= Required action 1 =
According to the lung MRI abstracts, which pathology caused the greatest volume-percentage of defects in the cystic fibrosis study?
= Required action 2 =
From the lung MRI abstracts, output the passage from "Investigating regional pulmonary" to "to mucus plugging." word for word.
= Required action 3 =
For each statement below, say whether it agrees with the lung MRI abstracts. Answer yes or no, and quote the words of the abstracts that decide it.
(a) The oxygen-enhanced relaxometry study was carried out in healthy human subjects.
(b) In the SF6 study, DC self-gating was used to tell inspiration apart from expiration.
(c) In the cystic fibrosis study, bronchiectasis accounted for the greatest volume-percentage of defects.

= Document text =
########

Oxygen-enhanced pulmonary relaxometry using ultra-fast steady-state free precession imaging
Grzegorz Bauman, Orso Pusterla, Francesco Santini, Oliver Bieri
This study demonstrates the feasibility of fast and simultaneous T1 and T2 mapping of the lung parenchyma in oxygen-enhanced MRI. The data acquisition was performed using an adapted 2D inversion recovery ultra-fast steady-state free precession imaging in healthy human subjects. Relaxation time maps were generated for normoxic and hyperoxic acquisitions. Statistical analysis was performed to compare the relaxation times in the lung parenchyma for both gas conditions.

Investigating regional pulmonary structure-function relationships using hyperpolarized 129Xe MRI and ultra-short echo-time MRI
Robert Thomen, Laura Walkup, David Roach, Zackary Cleveland, John Clancy, Jason Woods
We have quantified the extent of ventilation impairment in lungs due to specific pathologies associated with cystic fibrosis (CF) lung disease using ultrashort echo-time (UTE) MRI to identify structural abnormalities and hyperpolarized (HP) 129Xe MRI to identify ventilation deficits. We found that bronchiectasis demonstrates the best correlation with lung function decline, as measured by the percent predicted forced expiratory volume in 1 second (FEV1% predicted) and demonstrated the greatest deficit in HP 129Xe signal within corresponding defective regions. However, the greatest volume-percentage of defects identified were due to mucus plugging.

Respiratory self-gating and estimation of gas/proton fractions in SF6 and proton lung imaging in free-breathing mice
Marta Tibiletti, Volker Rasche
Fluorinated gases are a promising alternative to hyperpolarized gases to study ventilation in clinical and preclinical applications. 3D Ultra Short Echo Time (UTE) acquisitions can be employed to visualize inhaled SF6 and lung parenchyma. DC self-gating was applied to discriminate between inspiration and expiration in free-breathing acquisitions. Proton and gas density were estimated in inspiration, expiration and in ungated data. The information derived from tissue-density changes matched the changes observed in the gas density, thus indicating the ventilation information can be derived from tissue density mapping.

########

= Data supplied =

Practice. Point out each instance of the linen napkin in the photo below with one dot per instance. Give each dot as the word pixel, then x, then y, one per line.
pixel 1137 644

########

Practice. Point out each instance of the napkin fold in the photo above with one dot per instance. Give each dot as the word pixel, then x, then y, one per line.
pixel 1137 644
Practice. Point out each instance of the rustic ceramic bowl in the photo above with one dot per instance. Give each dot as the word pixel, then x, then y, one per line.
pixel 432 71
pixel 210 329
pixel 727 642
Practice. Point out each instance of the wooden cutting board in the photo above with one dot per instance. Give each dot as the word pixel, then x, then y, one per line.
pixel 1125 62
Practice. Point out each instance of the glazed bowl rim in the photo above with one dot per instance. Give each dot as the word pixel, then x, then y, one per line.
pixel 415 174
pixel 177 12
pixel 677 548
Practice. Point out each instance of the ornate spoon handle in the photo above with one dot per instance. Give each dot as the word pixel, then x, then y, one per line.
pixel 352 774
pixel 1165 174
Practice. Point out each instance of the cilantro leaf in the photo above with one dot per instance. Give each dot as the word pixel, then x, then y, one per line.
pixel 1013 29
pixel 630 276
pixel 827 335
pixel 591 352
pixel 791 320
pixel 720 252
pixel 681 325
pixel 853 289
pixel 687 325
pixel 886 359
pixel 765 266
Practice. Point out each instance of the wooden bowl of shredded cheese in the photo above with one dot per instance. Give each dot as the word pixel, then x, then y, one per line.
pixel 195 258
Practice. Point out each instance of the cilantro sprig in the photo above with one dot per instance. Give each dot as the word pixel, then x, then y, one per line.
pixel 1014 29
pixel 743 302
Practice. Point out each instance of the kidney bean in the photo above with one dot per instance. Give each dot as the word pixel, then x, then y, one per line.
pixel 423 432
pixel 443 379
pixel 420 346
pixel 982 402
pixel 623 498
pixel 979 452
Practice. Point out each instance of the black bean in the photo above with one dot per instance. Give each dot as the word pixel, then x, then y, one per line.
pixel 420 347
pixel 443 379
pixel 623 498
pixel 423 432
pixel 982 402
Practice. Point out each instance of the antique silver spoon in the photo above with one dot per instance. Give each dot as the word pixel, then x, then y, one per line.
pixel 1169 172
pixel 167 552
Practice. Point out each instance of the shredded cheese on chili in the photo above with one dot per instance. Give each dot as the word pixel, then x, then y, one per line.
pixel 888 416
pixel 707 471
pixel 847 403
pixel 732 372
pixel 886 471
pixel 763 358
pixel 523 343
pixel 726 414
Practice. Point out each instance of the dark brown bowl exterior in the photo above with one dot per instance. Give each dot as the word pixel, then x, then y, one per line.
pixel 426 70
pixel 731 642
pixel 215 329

########

= Exercise solution 1 =
Mucus plugging.

= Exercise solution 2 =
Investigating regional pulmonary structure-function relationships using hyperpolarized 129Xe MRI and ultra-short echo-time MRI
Robert Thomen, Laura Walkup, David Roach, Zackary Cleveland, John Clancy, Jason Woods
We have quantified the extent of ventilation impairment in lungs due to specific pathologies associated with cystic fibrosis (CF) lung disease using ultrashort echo-time (UTE) MRI to identify structural abnormalities and hyperpolarized (HP) 129Xe MRI to identify ventilation deficits. We found that bronchiectasis demonstrates the best correlation with lung function decline, as measured by the percent predicted forced expiratory volume in 1 second (FEV1% predicted) and demonstrated the greatest deficit in HP 129Xe signal within corresponding defective regions. However, the greatest volume-percentage of defects identified were due to mucus plugging.

= Exercise solution 3 =
(a) Yes: "The data acquisition was performed using an adapted 2D inversion recovery ultra-fast steady-state free precession imaging in healthy human subjects."
(b) Yes: "DC self-gating was applied to discriminate between inspiration and expiration in free-breathing acquisitions."
(c) No: "However, the greatest volume-percentage of defects identified were due to mucus plugging."